Write out all the data again, exactly as it stands.
━━━━━ DATASET ROWS
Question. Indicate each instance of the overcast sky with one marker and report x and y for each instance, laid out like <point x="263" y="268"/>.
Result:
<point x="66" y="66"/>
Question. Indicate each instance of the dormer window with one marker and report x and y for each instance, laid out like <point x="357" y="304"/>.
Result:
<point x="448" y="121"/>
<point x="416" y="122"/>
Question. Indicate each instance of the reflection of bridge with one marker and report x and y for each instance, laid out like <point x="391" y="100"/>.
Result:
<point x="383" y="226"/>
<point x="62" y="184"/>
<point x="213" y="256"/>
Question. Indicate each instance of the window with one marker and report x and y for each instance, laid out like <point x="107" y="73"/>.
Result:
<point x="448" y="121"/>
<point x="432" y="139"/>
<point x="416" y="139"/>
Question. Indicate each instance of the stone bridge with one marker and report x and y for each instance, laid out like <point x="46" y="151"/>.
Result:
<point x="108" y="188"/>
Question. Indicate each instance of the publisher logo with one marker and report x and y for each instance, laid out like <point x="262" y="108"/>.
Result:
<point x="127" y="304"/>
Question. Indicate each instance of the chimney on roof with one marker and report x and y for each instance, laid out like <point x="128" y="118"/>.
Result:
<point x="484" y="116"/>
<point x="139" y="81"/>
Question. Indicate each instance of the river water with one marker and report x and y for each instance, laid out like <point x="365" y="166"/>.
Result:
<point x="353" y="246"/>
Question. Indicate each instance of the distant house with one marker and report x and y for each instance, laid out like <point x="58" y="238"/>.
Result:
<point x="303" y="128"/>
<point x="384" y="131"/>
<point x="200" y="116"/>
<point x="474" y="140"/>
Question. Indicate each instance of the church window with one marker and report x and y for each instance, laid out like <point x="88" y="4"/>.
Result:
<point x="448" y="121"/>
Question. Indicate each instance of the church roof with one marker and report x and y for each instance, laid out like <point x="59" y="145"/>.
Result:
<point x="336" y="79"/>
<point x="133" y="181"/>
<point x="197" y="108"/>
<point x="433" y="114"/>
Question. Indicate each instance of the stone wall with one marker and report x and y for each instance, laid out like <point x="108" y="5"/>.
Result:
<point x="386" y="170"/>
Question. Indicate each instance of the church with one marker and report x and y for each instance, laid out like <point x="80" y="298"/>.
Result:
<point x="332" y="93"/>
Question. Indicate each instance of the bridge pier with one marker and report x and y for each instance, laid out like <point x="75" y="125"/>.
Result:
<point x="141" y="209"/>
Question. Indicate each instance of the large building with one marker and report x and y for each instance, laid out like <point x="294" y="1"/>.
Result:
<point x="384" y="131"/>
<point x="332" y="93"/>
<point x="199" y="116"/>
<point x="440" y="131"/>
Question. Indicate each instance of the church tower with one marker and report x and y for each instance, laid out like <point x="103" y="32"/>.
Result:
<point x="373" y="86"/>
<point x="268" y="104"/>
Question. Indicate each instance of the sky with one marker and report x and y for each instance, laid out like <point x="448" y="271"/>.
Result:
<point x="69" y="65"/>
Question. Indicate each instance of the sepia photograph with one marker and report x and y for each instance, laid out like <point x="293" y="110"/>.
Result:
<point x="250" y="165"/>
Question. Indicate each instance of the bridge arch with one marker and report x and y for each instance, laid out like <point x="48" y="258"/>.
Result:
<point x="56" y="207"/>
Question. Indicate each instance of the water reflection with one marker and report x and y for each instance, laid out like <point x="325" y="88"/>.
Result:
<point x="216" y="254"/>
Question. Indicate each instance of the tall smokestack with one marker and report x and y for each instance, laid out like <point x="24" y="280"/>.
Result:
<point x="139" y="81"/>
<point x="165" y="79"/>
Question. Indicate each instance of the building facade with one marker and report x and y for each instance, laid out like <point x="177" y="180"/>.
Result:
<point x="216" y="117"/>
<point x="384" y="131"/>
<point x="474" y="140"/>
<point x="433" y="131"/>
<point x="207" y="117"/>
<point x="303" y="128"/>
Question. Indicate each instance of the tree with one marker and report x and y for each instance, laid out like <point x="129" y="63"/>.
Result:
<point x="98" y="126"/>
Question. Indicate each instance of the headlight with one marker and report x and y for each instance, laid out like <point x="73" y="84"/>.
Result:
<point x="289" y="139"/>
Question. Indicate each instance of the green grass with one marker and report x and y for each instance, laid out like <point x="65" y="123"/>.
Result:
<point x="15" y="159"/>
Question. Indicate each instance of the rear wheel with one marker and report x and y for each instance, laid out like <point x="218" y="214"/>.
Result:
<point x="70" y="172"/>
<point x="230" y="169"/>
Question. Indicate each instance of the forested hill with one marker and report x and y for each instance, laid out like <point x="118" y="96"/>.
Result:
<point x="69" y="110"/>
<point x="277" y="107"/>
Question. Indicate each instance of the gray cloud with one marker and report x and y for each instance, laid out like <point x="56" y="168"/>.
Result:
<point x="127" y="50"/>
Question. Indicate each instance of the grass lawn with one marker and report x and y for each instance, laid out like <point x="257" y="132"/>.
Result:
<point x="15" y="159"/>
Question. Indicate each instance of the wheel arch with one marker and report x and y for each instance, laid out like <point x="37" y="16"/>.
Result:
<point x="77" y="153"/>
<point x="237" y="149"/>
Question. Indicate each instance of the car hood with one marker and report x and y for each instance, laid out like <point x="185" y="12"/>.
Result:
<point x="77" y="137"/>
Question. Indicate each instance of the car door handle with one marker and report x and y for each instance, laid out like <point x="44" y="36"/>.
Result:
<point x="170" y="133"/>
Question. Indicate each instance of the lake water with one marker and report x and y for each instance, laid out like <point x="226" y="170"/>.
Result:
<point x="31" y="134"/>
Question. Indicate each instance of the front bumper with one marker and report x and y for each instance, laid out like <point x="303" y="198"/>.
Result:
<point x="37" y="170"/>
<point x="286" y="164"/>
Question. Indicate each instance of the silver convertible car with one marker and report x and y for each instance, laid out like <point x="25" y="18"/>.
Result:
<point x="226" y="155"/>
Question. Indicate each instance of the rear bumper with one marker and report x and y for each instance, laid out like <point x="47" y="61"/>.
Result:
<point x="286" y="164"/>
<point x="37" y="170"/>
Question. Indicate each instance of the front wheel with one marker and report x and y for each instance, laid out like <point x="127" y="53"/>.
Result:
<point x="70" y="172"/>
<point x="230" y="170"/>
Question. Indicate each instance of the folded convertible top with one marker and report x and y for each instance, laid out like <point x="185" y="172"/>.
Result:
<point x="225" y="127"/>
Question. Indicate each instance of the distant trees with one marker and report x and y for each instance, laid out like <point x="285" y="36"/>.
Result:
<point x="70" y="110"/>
━━━━━━━━━━
# THE ANSWER:
Question. Indicate each instance of the overcast sky with one marker and report x and y for each instance, laid out like <point x="263" y="268"/>.
Result:
<point x="66" y="66"/>
Question. Indicate each instance of the dormer window with one marker and report x and y for each instance, laid out like <point x="357" y="304"/>.
Result:
<point x="448" y="121"/>
<point x="416" y="122"/>
Question. Indicate each instance of the reflection of bridge with one marker and report x and y for each instance, laid out like <point x="391" y="100"/>.
Result:
<point x="383" y="226"/>
<point x="62" y="184"/>
<point x="213" y="256"/>
Question. Indicate each instance of the window with one marker and report x and y for each instance, laid out like <point x="107" y="73"/>.
Result:
<point x="448" y="121"/>
<point x="432" y="139"/>
<point x="416" y="139"/>
Question. Indicate each instance of the stone bridge with one marker and report x and y for each instance, laid out like <point x="46" y="151"/>.
Result:
<point x="108" y="188"/>
Question. Indicate each instance of the publisher logo with one marker and report x and y for each instance, laid out like <point x="262" y="108"/>.
Result:
<point x="127" y="304"/>
Question. Indicate each instance of the chimney on roof with one marker and report x and y for each instance, laid out like <point x="128" y="118"/>.
Result:
<point x="484" y="116"/>
<point x="139" y="81"/>
Question. Indicate each instance of the river water with one marker and report x and y for each instance, laid out like <point x="365" y="166"/>.
Result:
<point x="353" y="246"/>
Question. Indicate each instance of the distant house with one marker and report x and y for each instance, laid out like <point x="58" y="238"/>.
Result:
<point x="303" y="128"/>
<point x="384" y="131"/>
<point x="200" y="116"/>
<point x="474" y="140"/>
Question. Indicate each instance of the church window with one marker and report x and y for each instance, laid out like <point x="88" y="4"/>.
Result:
<point x="448" y="121"/>
Question. Indicate each instance of the church roof with one marker and report x and y for each instance, laid out like <point x="59" y="145"/>.
Result:
<point x="336" y="79"/>
<point x="133" y="181"/>
<point x="197" y="108"/>
<point x="433" y="114"/>
Question. Indicate each instance of the stone wall with one marker and report x and y for each instance, laid out like <point x="108" y="5"/>.
Result:
<point x="386" y="170"/>
Question. Indicate each instance of the church with one marker and report x and y for each instance, laid out like <point x="80" y="298"/>.
Result:
<point x="332" y="93"/>
Question. Indicate each instance of the bridge pier with one marker and report x and y for each instance, laid out like <point x="75" y="125"/>.
Result:
<point x="141" y="209"/>
Question. Indicate each instance of the large building with one marker and report x and y for each instance, laid out like <point x="294" y="1"/>.
Result:
<point x="384" y="131"/>
<point x="332" y="93"/>
<point x="199" y="116"/>
<point x="440" y="131"/>
Question. Indicate each instance of the church tower with one marker and report x and y for each instance, laid out like <point x="103" y="32"/>.
Result:
<point x="373" y="86"/>
<point x="268" y="104"/>
Question. Indicate each instance of the sky with one marker and report x and y for each instance, laid out like <point x="448" y="271"/>.
Result:
<point x="69" y="65"/>
Question. Indicate each instance of the sepia photograph with one marker and report x and y for each instance, laid out like <point x="293" y="110"/>.
Result:
<point x="250" y="165"/>
Question. Indicate each instance of the bridge arch with one marker and report x and y for each instance, laid out like <point x="48" y="258"/>.
Result:
<point x="56" y="207"/>
Question. Indicate each instance of the water reflection with one marker and report x and y for each instance, laid out like <point x="325" y="88"/>.
Result:
<point x="216" y="254"/>
Question. Indicate each instance of the tall smokestack with one marker and report x and y for each instance, laid out like <point x="24" y="280"/>.
Result:
<point x="139" y="81"/>
<point x="165" y="79"/>
Question. Indicate each instance of the building facade with one marker and report x and y for each instance, laid out like <point x="177" y="180"/>.
Result:
<point x="216" y="117"/>
<point x="384" y="131"/>
<point x="474" y="140"/>
<point x="433" y="131"/>
<point x="207" y="117"/>
<point x="303" y="128"/>
Question. Indicate each instance of the tree with one marker and report x and y for each instance, laid out like <point x="129" y="63"/>.
Result:
<point x="98" y="126"/>
Question. Indicate each instance of the headlight with one marker and report x and y for each instance, laid out like <point x="73" y="84"/>.
Result:
<point x="289" y="139"/>
Question. Indicate each instance of the green grass with one marker and report x and y for each instance, laid out like <point x="65" y="123"/>.
Result:
<point x="15" y="159"/>
Question. Indicate each instance of the rear wheel with one marker and report x and y for each instance, laid out like <point x="218" y="214"/>.
Result:
<point x="70" y="172"/>
<point x="230" y="169"/>
Question. Indicate each instance of the forested hill with one marker and report x and y for each instance, laid out like <point x="118" y="96"/>.
Result:
<point x="69" y="110"/>
<point x="277" y="107"/>
Question. Indicate each instance of the gray cloud with one marker and report x and y for each instance, laid out like <point x="56" y="168"/>.
Result:
<point x="127" y="50"/>
Question. Indicate each instance of the grass lawn with one marker and report x and y for each instance, laid out like <point x="257" y="132"/>.
Result:
<point x="15" y="159"/>
Question. Indicate each instance of the wheel arch with one marker and report x and y for each instance, laid out like <point x="37" y="16"/>.
Result:
<point x="77" y="153"/>
<point x="237" y="149"/>
Question. Indicate each instance of the car hood with one marker and report x and y for each instance, laid out like <point x="185" y="12"/>.
Result:
<point x="77" y="137"/>
Question. Indicate each instance of the car door handle with one marker and report x and y for each instance, laid out like <point x="44" y="36"/>.
Result:
<point x="170" y="133"/>
Question. Indicate each instance of the lake water with one marker and report x and y for each instance, laid out like <point x="226" y="170"/>.
Result:
<point x="31" y="134"/>
Question. Indicate each instance of the front bumper with one marker and report x and y for each instance, laid out like <point x="303" y="198"/>.
Result:
<point x="37" y="170"/>
<point x="286" y="164"/>
Question. Indicate each instance of the silver convertible car with one marker and report x and y for each instance, laid out like <point x="25" y="18"/>.
Result:
<point x="226" y="155"/>
Question. Indicate each instance of the rear bumper with one marker and report x and y for each instance, laid out like <point x="47" y="61"/>.
Result:
<point x="286" y="164"/>
<point x="37" y="170"/>
Question. Indicate each instance of the front wheel with one marker and report x and y for each instance, laid out like <point x="127" y="53"/>.
Result:
<point x="70" y="172"/>
<point x="230" y="170"/>
Question. Indicate each instance of the folded convertible top with one marker and report x and y for each instance, laid out like <point x="185" y="172"/>.
Result:
<point x="225" y="127"/>
Question. Indicate each instance of the distant trees with one marker and report x and y for each instance, laid out like <point x="285" y="36"/>.
Result:
<point x="70" y="110"/>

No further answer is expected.